What this exercise asks:
a - Rewrite the records from the line that has "Could you spot the slender" through the end of the records, changing each "Query" to "Target" and leaving everything else as it is.
b - Write the next part of the interview with Philip Yancey on grace, picking up after its final answer.

Text segment:
***

Philip Yancey: The classic definition is “God’s unmerited favor.” I would loosen that up a bit to say that it means God’s free gift of the opposite of what we deserve. We deserve wrath and get love, deserve punishment and get forgiveness—all because of Jesus’ sacrifice on our behalf. See Ephesians 2:6-9 for Paul’s summary of the nature and importance of grace.
You begin the book by quoting a portion of Hebrews 12:15, “See to it that no one misses God’s grace.” How is this verse central to the book’s message?
Philip Yancey: It strikes me that individual Christians and Christian organizations strive for world-changing goals that, although well-intentioned, may be unrealistic or not strictly biblical. Some set the goal of converting everyone; that’s admirable, but clearly the New Testament doesn’t anticipate such an achievement. Some want to clean up society, something the disciples never dreamed of, living as they did under decadent Rome. Here’s a goal, though, that applies to all of us, one we can all work toward. And I wrote the book because for most people grace is not the first word that comes to mind when they think of Christians. Some are indeed missing God’s grace.
The title of the book suggests that grace is endangered. What’s changed in the 20 years since your classic What’s So Amazing about Grace?
Philip Yancey: The US has become increasingly divided and polarized, and meanwhile a whole new set of global enemies has appeared. Surveys report on the rise of the “nones,” outsiders to the faith who claim no religious commitment. In short, the West is becoming increasingly post-Christian, and we need to adjust our approach because the Good News no longer sounds like good news. Fortunately, the Bible gives a lot of guidance on this issue, because the Apostle Paul operated within a Roman Empire even more skeptical of and hostile to believers than what we live under today.

***

The data:
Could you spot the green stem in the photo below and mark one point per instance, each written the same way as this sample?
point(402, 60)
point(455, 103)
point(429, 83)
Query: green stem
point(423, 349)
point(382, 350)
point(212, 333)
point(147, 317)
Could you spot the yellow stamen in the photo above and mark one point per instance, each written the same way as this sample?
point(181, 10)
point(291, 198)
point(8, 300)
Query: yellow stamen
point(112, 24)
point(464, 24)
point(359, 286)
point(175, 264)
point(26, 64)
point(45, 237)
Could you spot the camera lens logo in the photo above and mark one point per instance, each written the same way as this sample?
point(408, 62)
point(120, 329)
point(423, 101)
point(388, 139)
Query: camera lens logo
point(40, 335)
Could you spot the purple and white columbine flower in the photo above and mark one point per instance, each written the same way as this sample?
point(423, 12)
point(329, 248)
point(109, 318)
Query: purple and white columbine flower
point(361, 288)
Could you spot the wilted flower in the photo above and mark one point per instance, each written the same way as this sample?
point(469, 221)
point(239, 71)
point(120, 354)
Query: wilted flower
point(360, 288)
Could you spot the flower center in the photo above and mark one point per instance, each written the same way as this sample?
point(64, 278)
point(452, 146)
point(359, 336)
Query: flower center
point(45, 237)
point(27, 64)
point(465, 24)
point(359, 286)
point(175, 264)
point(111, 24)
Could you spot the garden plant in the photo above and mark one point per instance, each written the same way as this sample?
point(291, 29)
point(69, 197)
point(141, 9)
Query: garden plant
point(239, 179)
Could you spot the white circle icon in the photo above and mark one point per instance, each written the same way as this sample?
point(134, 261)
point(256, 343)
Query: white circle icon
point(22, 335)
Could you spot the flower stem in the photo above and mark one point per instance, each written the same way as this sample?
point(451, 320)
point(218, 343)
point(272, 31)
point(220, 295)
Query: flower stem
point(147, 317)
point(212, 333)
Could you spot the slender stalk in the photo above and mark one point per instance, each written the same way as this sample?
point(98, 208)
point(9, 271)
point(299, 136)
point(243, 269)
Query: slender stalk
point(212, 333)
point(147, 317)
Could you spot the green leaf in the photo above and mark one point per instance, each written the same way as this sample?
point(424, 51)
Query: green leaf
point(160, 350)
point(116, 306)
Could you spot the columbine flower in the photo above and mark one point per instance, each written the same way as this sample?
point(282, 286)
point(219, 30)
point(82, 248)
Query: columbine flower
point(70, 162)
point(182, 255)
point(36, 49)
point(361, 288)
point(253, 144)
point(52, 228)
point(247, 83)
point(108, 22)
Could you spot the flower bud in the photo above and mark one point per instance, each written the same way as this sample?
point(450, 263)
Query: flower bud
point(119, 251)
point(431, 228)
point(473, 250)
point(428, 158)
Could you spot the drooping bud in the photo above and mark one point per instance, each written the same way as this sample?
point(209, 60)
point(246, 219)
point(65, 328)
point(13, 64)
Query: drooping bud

***

Results for each task:
a -
Could you spot the slender stalk in the photo above and mark one point per instance, each written the same way as this sample?
point(98, 208)
point(9, 271)
point(299, 136)
point(243, 269)
Target: slender stalk
point(212, 333)
point(147, 317)
Could you spot the green leaf in the photo above and mark one point per instance, each written the same way as this sample?
point(424, 51)
Target: green leaf
point(160, 350)
point(116, 306)
Could you spot the columbine flower in the photo above and mark one point per instance, each written the same way as this sample?
point(282, 286)
point(219, 30)
point(82, 248)
Target: columbine flower
point(70, 162)
point(182, 255)
point(36, 49)
point(361, 288)
point(253, 144)
point(52, 228)
point(247, 83)
point(108, 22)
Could you spot the flower bud in the photo above and mark one point per instance, each written the same way as this sample?
point(450, 263)
Target: flower bud
point(119, 251)
point(431, 228)
point(473, 250)
point(428, 158)
Could you spot the drooping bud in the photo above and mark one point per instance, each written the same way as this sample?
point(209, 60)
point(246, 219)
point(65, 328)
point(13, 64)
Target: drooping bud

b -
How are the Christian behaviors of “love” and “grace” intertwined and how are they separate?
Philip Yancey: Love is an overarching style of relating to another. Love your neighbor as yourself, Jesus said, and later added, “Love your enemies.” “Love your wives,” Paul advised the Ephesians (5:25). To me, grace zooms in on “the other,” not the familiar, someone more like an enemy than a neighbor or family member. The rubber hits the road when we try to show grace to a person most unlike us, even someone morally offensive. Jesus was a master of grace: he attracted sinners and moral outcasts even as he offended the religious and responsible people of his day.
The Apostle Paul wrote that Christians are “the aroma of Christ” that may seem like the fragrance of death to one and of life to another (2 Corinthians 2:15-16). Does that metaphor imply that some non-believers are going to negatively misinterpret our message and that there’s nothing a Christian can do about it?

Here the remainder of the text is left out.